■ DATASET CONTENT ■
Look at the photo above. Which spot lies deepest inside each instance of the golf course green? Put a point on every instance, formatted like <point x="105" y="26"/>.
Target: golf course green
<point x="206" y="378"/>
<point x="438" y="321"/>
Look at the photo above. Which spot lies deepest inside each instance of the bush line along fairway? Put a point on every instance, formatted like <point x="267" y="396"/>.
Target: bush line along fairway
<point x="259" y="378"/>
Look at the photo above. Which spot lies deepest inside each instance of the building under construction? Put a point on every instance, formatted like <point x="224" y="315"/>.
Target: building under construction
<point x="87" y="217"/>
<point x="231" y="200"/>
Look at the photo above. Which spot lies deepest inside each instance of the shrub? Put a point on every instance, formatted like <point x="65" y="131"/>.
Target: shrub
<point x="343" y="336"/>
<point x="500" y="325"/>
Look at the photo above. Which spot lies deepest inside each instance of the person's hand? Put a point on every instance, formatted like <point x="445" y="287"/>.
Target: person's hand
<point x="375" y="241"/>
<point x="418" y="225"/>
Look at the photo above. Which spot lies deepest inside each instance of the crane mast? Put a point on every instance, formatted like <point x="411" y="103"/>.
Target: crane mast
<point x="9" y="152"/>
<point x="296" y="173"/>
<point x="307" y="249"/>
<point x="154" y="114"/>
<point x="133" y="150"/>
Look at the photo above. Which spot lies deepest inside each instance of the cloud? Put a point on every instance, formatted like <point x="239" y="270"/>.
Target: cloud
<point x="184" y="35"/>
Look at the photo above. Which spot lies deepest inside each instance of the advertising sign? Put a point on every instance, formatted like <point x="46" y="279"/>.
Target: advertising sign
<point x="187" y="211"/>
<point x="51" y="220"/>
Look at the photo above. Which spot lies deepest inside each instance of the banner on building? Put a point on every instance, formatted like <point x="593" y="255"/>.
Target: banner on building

■ WHAT YOU SHOULD DO ■
Please make your reply exactly the lines from the one containing "Target: shrub" through the end of the entries above, and nothing more.

■ OUTPUT OF THE TASK ■
Target: shrub
<point x="343" y="336"/>
<point x="500" y="325"/>
Look at the photo above. Which spot lies deepest inside each instance of the person's hand? Put a point on every instance, formatted like <point x="445" y="287"/>.
Target: person's hand
<point x="375" y="241"/>
<point x="418" y="225"/>
Look at the photo above. Which spot lies deepest inside each instance of the crane mast? Put a point on every instance, formatted like <point x="411" y="103"/>.
Target: crane mast
<point x="9" y="152"/>
<point x="296" y="173"/>
<point x="307" y="249"/>
<point x="154" y="114"/>
<point x="133" y="150"/>
Look at the photo above. Which spot lies deepest inside each instance of the cloud? Put a point on every instance, formatted like <point x="239" y="270"/>.
Target: cloud
<point x="184" y="35"/>
Look at the photo above. Which spot lies deepest inside each instance of the advertising sign? Put a point on every instance, formatted like <point x="46" y="279"/>.
Target: advertising sign
<point x="187" y="211"/>
<point x="51" y="220"/>
Look at the photo above. Which spot lies deepest inside each instance of the banner on building? Put a point on every instance, formatted like <point x="593" y="255"/>.
Target: banner on building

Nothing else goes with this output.